# START OF GIVEN RECORDS
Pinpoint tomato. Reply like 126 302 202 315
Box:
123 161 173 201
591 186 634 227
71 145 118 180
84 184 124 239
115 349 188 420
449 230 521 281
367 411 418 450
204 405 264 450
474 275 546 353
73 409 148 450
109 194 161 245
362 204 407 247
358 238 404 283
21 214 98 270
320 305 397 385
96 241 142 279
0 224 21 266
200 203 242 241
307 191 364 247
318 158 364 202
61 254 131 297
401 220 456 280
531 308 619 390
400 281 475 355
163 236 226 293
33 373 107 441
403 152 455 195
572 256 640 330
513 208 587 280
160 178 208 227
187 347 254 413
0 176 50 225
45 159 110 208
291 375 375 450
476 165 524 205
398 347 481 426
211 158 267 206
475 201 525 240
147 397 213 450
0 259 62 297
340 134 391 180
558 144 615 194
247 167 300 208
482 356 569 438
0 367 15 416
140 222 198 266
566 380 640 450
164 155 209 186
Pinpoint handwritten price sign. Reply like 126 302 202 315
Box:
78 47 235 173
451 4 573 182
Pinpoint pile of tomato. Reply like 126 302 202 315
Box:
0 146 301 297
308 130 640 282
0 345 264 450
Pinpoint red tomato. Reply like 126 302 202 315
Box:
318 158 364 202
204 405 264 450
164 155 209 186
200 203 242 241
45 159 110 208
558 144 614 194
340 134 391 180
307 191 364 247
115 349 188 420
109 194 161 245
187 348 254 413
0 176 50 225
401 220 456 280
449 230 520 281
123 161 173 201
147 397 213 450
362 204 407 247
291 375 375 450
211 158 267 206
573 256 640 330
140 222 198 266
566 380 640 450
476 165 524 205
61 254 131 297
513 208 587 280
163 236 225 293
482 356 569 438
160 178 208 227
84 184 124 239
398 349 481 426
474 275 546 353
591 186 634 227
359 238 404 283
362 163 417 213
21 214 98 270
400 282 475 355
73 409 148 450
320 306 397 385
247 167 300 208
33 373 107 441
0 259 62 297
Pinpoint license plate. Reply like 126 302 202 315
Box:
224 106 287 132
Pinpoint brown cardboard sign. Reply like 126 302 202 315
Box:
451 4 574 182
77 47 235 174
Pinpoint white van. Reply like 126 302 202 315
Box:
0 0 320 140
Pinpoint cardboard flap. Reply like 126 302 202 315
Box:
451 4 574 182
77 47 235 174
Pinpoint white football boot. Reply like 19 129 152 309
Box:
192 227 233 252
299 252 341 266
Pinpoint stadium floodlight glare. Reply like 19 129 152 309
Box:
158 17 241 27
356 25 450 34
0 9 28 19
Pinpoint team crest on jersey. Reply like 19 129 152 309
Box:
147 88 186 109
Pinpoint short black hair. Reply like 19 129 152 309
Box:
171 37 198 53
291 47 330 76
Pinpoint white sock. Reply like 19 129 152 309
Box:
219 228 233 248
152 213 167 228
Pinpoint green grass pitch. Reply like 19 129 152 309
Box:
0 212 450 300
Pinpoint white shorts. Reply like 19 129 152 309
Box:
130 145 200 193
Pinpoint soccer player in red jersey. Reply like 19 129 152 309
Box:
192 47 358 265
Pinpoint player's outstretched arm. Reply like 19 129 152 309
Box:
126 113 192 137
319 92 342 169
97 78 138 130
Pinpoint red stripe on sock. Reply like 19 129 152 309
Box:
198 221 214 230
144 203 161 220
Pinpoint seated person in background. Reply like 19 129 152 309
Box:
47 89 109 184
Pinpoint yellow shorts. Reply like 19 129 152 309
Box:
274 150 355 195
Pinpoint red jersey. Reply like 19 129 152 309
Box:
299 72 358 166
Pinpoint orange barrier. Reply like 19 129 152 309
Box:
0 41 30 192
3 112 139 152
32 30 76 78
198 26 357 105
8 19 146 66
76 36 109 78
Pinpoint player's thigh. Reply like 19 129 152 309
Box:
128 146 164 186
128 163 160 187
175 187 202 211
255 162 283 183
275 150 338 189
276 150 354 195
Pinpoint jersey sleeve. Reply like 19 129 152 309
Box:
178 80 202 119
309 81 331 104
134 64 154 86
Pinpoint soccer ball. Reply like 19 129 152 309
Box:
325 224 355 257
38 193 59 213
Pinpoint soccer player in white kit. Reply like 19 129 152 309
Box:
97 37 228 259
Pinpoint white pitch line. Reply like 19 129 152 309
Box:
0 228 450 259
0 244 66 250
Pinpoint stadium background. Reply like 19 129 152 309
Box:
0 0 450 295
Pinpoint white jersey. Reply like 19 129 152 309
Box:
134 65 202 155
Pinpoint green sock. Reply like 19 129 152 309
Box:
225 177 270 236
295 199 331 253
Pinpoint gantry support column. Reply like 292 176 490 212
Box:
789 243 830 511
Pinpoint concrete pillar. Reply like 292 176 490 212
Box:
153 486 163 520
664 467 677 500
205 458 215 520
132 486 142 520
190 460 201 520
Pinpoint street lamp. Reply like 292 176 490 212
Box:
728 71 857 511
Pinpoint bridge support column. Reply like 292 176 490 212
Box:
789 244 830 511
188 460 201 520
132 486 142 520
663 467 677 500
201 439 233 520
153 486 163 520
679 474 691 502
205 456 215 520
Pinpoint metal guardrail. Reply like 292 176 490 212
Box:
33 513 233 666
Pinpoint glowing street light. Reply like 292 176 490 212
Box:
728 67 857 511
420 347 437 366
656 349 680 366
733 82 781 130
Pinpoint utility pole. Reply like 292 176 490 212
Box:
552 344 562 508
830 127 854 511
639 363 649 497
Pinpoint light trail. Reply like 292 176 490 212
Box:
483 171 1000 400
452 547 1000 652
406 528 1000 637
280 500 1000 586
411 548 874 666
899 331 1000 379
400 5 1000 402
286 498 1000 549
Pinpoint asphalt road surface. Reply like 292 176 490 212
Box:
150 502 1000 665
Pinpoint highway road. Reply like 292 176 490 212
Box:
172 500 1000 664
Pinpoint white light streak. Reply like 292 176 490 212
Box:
# END OF GIVEN RECORDS
» **TO BE DONE**:
Please revise the material above so that every "Pinpoint" becomes "Locate", with everything else left unchanged.

» **TASK SOLUTION**:
Locate tomato. Reply like 126 302 202 315
Box:
123 161 173 201
591 186 634 227
71 145 118 180
84 184 124 239
115 349 188 420
449 230 521 281
367 411 418 450
204 405 264 450
474 275 546 353
73 409 148 450
109 194 161 245
362 204 407 247
358 238 404 283
21 214 98 270
320 305 397 385
96 241 142 279
0 224 21 266
200 203 242 241
307 191 364 247
318 158 364 202
61 254 131 297
401 220 456 280
531 308 619 390
400 281 475 355
163 236 226 293
33 373 107 441
403 152 455 195
572 256 640 330
513 208 587 280
160 178 208 227
187 347 254 413
0 176 50 225
45 159 110 208
291 375 375 450
476 165 524 205
398 347 481 426
211 158 267 206
475 201 525 240
147 397 213 450
0 259 62 297
340 134 391 180
558 144 615 194
247 167 300 208
482 356 569 438
0 367 15 416
140 222 198 266
566 380 640 450
164 155 209 186
Locate handwritten price sign. Reply like 126 302 202 315
Box:
78 47 235 173
451 4 573 182
Locate pile of tomato. Reply like 126 302 202 315
Box:
0 146 301 297
308 130 640 282
0 345 264 450
Locate red tomato. Reply like 126 302 202 315
Box:
318 158 364 202
204 405 264 450
164 155 209 186
200 203 242 241
45 159 110 208
558 144 614 194
340 134 391 180
307 191 364 247
115 349 188 420
109 194 161 245
187 348 254 413
0 176 50 225
401 220 456 280
449 230 520 281
123 161 173 201
147 397 213 450
362 204 407 247
291 375 375 450
211 158 267 206
573 256 640 330
140 222 198 266
566 380 640 450
476 165 524 205
61 254 131 297
513 208 587 280
163 236 225 293
482 356 569 438
160 178 208 227
84 184 124 239
398 349 481 426
474 275 546 353
591 186 634 227
359 238 404 283
362 163 417 213
21 214 98 270
400 282 475 355
73 409 148 450
320 306 397 385
247 167 300 208
33 373 107 441
0 259 62 297
Locate license plate. Reply like 126 302 202 315
Box:
224 106 287 132
Locate brown cardboard sign. Reply like 126 302 202 315
Box:
451 4 574 182
77 47 235 174
Locate white van. Reply like 126 302 202 315
Box:
0 0 320 140
Locate cardboard flap. Reply like 126 302 202 315
Box:
451 4 574 182
77 47 235 174
Locate white football boot. Reply like 19 129 152 309
Box:
192 227 233 252
299 252 341 266
Locate stadium floodlight glare. Reply like 19 129 152 309
Box:
158 17 241 27
356 25 450 34
0 9 28 19
Locate team crest on jersey. Reply like 19 129 152 309
Box:
147 88 186 109
Locate short black hair. Reply like 19 129 152 309
Box:
171 37 198 53
291 47 330 76
Locate white sock. Reply like 19 129 152 309
Box:
219 228 233 248
152 213 167 228
Locate green grass pitch. Reply like 19 129 152 309
Box:
0 212 450 300
Locate white shorts. Reply like 19 129 152 309
Box:
130 145 200 193
Locate soccer player in red jersey. Reply like 19 129 152 309
Box:
192 47 358 265
Locate player's outstretched arm. Reply like 19 129 152 309
Box:
126 113 192 137
319 92 342 169
97 78 138 130
Locate red stripe on sock. Reply like 19 129 152 309
Box:
198 221 214 230
144 203 161 220
Locate seated person in background. Reply like 19 129 152 309
Box:
47 89 109 184
Locate yellow shorts. Reply like 19 129 152 309
Box:
274 150 355 195
Locate red jersey. Reply like 19 129 152 309
Box:
299 72 358 166
Locate orange barrier. Reply like 19 129 152 309
Box:
0 41 30 192
3 112 139 152
32 30 76 78
198 26 357 105
8 19 146 66
76 36 109 78
Locate player's thigh. Reply like 19 129 152 309
Box:
128 146 164 186
128 163 160 187
175 187 202 211
255 162 283 183
275 150 338 189
276 150 354 195
Locate jersey sleeve. Reply like 19 129 152 309
Box:
178 80 202 119
309 81 331 104
134 64 154 86
Locate soccer ball. Reply like 19 129 152 309
Box:
325 224 355 257
38 193 59 213
Locate soccer player in white kit. Reply like 19 129 152 309
Box:
97 37 228 259
Locate white pitch line. Reply like 19 129 152 309
Box:
0 228 450 259
0 244 66 250
Locate stadium background. Reply like 19 129 152 309
Box:
0 0 450 295
Locate white jersey. Reply like 19 129 152 309
Box:
134 65 202 155
Locate green sock. Reply like 19 129 152 309
Box:
225 177 270 236
295 199 331 253
Locate gantry support column. Reply like 292 176 490 212
Box:
789 243 830 511
Locate concrete pillar. Reply like 292 176 490 212
Box:
153 486 163 520
664 467 677 500
205 458 215 520
132 486 142 520
190 460 201 520
Locate street lamp. Reply like 292 176 490 212
Box:
728 71 857 511
Locate bridge support column. Reply like 292 176 490 212
Box:
789 244 830 511
188 460 201 520
132 486 142 520
663 467 677 500
201 439 233 520
153 486 163 520
679 474 691 502
205 456 215 520
Locate metal guardrail. Reply like 292 176 490 212
Box:
33 513 233 666
Locate glowing street light. Reply like 292 176 490 212
Box:
728 67 857 511
420 347 437 366
656 349 680 366
733 82 781 130
Locate utility pole. Reply like 292 176 490 212
Box:
552 344 562 508
830 127 854 511
639 363 649 497
Locate light trail. Reply like 292 176 490 212
Box:
483 171 1000 400
452 547 1000 652
406 528 1000 637
280 500 1000 586
411 548 874 666
899 331 1000 379
400 5 1000 402
286 498 1000 549
Locate asphalt road surface. Reply like 292 176 490 212
Box:
150 502 1000 665
Locate highway road. Reply like 292 176 490 212
Box:
172 500 1000 664
Locate white light streak. Reply like 292 176 490 212
Box:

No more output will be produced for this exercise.